(Records supplied):
-- BEGIN --
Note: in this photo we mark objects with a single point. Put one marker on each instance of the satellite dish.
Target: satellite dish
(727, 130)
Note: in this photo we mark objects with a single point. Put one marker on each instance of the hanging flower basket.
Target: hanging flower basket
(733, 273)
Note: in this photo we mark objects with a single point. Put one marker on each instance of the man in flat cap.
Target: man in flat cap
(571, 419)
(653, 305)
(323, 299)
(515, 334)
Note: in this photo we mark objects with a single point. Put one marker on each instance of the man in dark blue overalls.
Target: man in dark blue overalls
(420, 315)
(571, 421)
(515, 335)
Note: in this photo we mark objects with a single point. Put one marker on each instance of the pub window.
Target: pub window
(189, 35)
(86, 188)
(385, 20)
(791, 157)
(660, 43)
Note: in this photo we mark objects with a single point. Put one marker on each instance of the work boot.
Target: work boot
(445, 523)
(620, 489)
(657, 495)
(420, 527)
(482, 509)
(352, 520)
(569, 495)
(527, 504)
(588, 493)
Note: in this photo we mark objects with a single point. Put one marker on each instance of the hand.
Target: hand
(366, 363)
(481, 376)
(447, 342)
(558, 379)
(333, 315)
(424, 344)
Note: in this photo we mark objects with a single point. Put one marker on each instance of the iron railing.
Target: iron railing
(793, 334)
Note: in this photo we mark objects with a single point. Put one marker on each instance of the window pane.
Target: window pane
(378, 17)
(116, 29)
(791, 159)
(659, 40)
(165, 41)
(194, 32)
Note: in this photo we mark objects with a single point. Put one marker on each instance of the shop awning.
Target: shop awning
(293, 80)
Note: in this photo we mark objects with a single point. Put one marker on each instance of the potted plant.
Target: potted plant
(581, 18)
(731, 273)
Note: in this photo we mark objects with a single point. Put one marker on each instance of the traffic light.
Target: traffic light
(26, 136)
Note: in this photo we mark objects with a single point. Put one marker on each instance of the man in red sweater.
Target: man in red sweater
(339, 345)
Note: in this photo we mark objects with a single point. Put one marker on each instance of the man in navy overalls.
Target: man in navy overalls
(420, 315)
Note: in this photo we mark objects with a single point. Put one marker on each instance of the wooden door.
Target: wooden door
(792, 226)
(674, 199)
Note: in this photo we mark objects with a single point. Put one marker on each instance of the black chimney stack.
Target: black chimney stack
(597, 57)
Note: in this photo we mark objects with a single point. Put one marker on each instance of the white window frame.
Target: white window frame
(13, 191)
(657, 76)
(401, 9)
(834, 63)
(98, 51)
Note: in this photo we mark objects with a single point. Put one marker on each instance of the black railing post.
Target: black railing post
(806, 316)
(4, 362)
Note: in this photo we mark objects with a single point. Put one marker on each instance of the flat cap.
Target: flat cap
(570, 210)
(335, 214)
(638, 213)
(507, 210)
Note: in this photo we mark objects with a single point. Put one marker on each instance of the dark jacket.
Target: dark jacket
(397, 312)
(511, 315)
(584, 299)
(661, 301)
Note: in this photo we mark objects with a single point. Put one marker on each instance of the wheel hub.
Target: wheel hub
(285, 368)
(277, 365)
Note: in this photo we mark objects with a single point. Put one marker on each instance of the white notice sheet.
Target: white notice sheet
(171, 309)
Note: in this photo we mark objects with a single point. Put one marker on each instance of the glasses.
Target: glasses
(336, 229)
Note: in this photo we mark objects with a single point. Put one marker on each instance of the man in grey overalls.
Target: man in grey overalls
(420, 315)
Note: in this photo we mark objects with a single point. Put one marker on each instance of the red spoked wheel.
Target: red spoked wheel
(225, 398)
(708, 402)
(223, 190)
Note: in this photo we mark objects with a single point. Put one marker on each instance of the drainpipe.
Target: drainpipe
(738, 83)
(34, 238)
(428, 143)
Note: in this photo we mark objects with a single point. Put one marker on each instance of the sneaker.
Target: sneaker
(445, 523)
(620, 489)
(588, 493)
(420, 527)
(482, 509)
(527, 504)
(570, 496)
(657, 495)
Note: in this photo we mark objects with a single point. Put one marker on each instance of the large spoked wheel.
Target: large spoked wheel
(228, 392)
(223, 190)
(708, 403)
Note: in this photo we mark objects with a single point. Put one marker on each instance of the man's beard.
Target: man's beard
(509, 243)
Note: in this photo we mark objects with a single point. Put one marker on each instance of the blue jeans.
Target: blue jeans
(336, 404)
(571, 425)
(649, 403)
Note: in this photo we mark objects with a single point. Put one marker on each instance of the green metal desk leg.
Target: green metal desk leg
-- END --
Reproduce the entries from the line containing "the man's beard." through the final entry, substituting "dot" for "marker" and leaving everything else as it is.

Note: in this photo we mark objects with a single point. Put one dot on each instance of the man's beard.
Target: man's beard
(509, 243)
Note: in this photo we mark objects with a single point. Put one dot on each instance of the blue jeans.
Target: blue jeans
(336, 404)
(571, 425)
(649, 403)
Note: in this photo we mark objects with a single point. Put one dot on each instance of the green metal desk leg.
Target: green metal desk leg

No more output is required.